→ Your objective: Look through the data below for the line with "watch face in the photo above.", and transcribe it exactly together with each line after it up to and including the line with "texture in the photo above.". Give nothing else.

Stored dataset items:
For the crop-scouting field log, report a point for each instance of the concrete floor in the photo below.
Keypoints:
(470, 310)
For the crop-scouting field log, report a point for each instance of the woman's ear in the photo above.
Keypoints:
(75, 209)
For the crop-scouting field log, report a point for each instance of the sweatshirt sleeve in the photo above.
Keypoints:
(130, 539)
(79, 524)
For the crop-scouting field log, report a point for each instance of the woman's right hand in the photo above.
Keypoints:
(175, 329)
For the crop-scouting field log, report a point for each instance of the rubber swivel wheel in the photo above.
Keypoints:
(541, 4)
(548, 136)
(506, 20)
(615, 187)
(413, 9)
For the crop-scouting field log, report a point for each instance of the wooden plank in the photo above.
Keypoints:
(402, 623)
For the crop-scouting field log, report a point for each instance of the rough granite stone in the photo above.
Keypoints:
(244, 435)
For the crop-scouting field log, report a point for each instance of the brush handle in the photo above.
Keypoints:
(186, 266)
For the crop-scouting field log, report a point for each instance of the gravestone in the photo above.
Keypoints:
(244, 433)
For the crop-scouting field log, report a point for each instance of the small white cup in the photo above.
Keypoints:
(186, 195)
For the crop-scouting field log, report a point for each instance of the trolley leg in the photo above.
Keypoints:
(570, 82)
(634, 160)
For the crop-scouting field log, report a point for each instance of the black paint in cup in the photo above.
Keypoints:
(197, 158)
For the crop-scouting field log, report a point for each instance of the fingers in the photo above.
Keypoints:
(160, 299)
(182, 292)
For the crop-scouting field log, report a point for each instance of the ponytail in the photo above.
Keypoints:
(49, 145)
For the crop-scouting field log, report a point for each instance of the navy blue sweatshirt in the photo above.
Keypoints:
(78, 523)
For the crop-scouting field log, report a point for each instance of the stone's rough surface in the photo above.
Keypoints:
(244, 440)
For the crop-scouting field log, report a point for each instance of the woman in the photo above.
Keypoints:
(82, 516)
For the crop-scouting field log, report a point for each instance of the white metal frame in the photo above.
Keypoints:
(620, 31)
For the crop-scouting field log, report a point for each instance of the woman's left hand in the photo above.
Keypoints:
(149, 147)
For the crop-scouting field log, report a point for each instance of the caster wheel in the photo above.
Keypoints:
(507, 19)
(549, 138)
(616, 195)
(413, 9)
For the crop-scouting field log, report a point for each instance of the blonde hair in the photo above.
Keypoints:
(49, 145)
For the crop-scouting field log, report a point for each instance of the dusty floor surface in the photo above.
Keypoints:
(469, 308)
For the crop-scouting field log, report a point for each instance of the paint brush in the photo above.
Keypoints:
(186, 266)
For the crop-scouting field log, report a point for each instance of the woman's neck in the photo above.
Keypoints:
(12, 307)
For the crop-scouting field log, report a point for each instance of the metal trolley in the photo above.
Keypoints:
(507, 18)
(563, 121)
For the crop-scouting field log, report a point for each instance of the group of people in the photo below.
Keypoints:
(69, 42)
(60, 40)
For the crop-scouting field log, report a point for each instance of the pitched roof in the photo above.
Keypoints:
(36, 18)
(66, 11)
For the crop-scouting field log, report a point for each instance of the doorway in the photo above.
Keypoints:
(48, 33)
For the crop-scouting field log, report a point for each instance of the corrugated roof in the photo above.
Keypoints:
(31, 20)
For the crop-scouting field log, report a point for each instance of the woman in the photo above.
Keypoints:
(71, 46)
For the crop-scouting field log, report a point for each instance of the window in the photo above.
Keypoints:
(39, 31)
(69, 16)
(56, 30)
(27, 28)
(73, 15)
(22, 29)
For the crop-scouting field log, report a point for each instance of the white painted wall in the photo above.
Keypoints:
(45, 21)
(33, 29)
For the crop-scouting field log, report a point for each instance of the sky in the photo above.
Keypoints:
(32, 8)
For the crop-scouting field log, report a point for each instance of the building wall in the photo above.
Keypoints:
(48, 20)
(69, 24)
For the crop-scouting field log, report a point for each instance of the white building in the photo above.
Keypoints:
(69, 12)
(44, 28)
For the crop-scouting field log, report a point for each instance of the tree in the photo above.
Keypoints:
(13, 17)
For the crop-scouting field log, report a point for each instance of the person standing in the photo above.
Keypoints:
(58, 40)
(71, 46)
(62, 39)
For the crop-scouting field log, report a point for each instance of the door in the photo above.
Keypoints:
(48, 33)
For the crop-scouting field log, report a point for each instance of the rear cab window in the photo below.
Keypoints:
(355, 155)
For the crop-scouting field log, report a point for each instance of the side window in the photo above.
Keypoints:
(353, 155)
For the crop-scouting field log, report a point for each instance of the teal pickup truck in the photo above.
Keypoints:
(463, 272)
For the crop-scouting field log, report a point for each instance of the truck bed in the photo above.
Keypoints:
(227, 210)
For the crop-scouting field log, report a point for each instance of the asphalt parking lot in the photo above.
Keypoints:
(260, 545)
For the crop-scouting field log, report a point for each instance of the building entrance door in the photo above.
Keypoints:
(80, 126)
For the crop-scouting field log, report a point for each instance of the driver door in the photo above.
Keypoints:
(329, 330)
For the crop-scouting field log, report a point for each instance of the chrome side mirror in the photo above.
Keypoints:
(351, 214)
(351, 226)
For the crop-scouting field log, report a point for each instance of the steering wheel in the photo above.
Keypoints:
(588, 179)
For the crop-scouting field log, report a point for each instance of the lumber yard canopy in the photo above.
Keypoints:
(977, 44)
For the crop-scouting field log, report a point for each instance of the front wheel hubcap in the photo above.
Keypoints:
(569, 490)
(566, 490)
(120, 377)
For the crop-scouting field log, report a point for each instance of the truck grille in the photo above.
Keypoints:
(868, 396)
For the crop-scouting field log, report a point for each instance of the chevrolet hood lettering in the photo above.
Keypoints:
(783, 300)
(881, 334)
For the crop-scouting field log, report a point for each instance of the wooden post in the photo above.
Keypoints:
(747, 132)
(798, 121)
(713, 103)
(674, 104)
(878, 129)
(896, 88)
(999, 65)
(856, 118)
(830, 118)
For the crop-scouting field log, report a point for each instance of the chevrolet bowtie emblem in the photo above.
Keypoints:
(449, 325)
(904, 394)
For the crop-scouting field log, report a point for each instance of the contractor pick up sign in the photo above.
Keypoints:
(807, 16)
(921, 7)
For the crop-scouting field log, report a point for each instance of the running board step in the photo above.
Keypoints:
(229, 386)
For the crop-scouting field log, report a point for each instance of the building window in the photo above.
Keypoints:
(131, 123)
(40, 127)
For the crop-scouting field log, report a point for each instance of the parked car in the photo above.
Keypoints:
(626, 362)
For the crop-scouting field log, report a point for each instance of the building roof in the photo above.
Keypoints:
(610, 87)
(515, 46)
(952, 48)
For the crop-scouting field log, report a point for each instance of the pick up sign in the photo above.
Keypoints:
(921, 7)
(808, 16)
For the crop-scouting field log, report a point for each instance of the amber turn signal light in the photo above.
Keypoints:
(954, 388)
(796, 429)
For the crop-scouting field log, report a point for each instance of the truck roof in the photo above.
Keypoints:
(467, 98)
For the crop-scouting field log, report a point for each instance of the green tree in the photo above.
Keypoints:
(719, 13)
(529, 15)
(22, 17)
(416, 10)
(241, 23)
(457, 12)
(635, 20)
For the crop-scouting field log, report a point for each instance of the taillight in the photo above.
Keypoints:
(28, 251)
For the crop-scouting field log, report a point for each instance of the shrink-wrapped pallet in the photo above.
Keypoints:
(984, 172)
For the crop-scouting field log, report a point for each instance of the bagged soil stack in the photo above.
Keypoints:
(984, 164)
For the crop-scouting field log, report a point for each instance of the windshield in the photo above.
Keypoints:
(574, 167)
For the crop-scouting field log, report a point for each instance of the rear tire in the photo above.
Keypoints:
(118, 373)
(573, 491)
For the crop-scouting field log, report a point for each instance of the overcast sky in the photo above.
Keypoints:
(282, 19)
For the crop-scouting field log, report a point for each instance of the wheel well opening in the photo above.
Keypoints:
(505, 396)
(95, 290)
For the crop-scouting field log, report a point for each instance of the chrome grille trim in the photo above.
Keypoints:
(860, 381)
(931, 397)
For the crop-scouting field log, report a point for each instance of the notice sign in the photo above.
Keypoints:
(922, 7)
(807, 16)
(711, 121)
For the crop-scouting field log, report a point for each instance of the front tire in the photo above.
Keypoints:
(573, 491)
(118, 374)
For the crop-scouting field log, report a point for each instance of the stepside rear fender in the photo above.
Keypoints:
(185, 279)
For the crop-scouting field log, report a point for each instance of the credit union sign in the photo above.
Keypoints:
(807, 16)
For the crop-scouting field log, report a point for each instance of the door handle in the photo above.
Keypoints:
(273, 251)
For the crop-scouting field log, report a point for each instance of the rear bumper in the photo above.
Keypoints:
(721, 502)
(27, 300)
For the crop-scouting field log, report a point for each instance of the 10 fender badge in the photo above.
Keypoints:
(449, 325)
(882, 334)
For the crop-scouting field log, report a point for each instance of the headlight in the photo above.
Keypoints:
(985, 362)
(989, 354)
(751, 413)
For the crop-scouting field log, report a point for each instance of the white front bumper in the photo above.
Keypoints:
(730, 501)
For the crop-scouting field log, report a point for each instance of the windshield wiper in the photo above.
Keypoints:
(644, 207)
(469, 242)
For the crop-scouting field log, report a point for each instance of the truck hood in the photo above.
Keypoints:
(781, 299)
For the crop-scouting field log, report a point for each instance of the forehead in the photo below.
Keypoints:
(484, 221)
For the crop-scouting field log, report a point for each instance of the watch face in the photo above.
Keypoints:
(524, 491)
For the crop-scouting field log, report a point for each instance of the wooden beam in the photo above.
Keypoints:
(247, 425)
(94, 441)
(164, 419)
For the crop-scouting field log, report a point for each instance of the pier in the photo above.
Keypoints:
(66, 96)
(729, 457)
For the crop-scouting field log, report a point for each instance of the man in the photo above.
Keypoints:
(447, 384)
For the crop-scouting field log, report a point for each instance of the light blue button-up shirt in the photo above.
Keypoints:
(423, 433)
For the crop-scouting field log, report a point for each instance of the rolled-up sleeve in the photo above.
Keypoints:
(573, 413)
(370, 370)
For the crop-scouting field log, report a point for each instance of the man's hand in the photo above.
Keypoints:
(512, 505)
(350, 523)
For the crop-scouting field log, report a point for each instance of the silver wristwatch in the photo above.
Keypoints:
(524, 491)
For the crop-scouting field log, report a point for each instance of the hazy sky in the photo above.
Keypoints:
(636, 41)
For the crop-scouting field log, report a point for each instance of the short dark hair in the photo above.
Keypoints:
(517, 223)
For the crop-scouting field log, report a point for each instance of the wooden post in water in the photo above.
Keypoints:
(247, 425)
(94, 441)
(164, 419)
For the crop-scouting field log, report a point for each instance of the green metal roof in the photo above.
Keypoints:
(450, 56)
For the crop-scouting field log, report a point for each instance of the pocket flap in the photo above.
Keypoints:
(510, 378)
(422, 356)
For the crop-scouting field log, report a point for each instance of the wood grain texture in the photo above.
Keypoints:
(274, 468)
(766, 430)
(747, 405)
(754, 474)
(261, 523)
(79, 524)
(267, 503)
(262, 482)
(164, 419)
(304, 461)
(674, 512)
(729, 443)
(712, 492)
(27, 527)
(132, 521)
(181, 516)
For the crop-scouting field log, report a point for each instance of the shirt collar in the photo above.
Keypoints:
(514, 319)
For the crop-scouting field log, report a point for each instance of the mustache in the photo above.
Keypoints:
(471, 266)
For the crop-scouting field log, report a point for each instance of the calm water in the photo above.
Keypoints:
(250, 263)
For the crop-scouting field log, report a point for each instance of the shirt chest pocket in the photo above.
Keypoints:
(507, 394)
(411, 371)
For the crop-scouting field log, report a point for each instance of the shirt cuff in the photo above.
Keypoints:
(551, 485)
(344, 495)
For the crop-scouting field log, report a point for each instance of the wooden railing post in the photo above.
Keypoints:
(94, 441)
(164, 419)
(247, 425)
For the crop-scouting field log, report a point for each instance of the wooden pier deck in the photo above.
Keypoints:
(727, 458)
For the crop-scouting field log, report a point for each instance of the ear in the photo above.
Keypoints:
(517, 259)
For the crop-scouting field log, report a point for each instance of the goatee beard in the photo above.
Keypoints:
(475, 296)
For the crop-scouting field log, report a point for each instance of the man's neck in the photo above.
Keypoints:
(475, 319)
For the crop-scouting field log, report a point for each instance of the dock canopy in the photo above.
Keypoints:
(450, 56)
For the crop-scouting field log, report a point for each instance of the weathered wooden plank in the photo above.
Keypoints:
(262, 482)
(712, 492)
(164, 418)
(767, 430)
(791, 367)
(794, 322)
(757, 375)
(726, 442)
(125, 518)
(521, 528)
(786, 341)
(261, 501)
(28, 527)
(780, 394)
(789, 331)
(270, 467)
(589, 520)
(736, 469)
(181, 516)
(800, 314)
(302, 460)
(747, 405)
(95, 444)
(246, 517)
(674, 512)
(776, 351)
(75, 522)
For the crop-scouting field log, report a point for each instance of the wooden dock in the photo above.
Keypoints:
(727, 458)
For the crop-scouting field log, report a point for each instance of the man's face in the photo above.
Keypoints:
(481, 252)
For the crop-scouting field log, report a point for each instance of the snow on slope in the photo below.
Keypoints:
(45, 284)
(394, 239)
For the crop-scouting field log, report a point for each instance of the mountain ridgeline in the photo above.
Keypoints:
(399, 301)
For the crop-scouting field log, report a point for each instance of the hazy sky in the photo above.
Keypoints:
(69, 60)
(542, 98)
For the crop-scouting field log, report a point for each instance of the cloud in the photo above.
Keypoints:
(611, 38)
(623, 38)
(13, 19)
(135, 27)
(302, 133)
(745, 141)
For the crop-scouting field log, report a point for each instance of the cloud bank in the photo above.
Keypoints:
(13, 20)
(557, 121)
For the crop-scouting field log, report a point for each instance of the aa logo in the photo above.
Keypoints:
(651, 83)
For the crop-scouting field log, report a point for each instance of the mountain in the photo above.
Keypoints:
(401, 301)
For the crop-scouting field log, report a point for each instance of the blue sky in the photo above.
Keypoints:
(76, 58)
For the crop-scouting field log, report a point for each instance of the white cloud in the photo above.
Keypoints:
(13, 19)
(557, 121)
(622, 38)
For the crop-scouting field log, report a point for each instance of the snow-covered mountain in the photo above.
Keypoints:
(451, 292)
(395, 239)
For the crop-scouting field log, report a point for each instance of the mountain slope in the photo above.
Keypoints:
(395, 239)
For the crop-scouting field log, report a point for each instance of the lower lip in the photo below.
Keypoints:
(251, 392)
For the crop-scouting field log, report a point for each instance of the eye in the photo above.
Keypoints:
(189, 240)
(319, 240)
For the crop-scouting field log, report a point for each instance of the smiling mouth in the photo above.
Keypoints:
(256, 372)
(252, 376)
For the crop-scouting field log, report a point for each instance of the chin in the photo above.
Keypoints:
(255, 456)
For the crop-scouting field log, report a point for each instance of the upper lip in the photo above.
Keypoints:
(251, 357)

→ Task output:
For the crop-scouting field log, report a point for each instance of the watch face in the photo above.
Keypoints:
(524, 491)
For the crop-scouting field log, report a point for each instance of the wooden beam in the photo above.
Keypoints:
(247, 425)
(94, 441)
(164, 419)
For the crop-scouting field log, report a point for each instance of the pier in the photo above.
Keypoints:
(66, 96)
(729, 457)
For the crop-scouting field log, report a point for each instance of the man in the photo above.
Keypoints:
(447, 384)
For the crop-scouting field log, report a point for each instance of the light blue button-up shirt in the photo above.
Keypoints:
(423, 433)
For the crop-scouting field log, report a point for each instance of the rolled-up sleeve in the photo above.
Keypoints:
(573, 413)
(370, 370)
For the crop-scouting field log, report a point for each instance of the man's hand in the photo above.
Keypoints:
(512, 505)
(350, 523)
For the crop-scouting field log, report a point for each instance of the silver wristwatch in the photo above.
Keypoints:
(524, 491)
For the crop-scouting field log, report a point for each instance of the hazy sky in the photo above.
Keypoints:
(636, 41)
For the crop-scouting field log, report a point for each instance of the short dark hair in the photo above.
Keypoints:
(517, 223)
For the crop-scouting field log, report a point for each instance of the wooden post in water in the photo above.
Keypoints:
(247, 425)
(94, 441)
(164, 419)
For the crop-scouting field log, report a point for each instance of the green metal roof in the photo above.
Keypoints:
(450, 56)
For the crop-scouting field log, report a point for each instance of the pocket flap in the photo above.
Keypoints:
(510, 378)
(422, 356)
For the crop-scouting field log, report a point for each instance of the wood grain texture in the photo above.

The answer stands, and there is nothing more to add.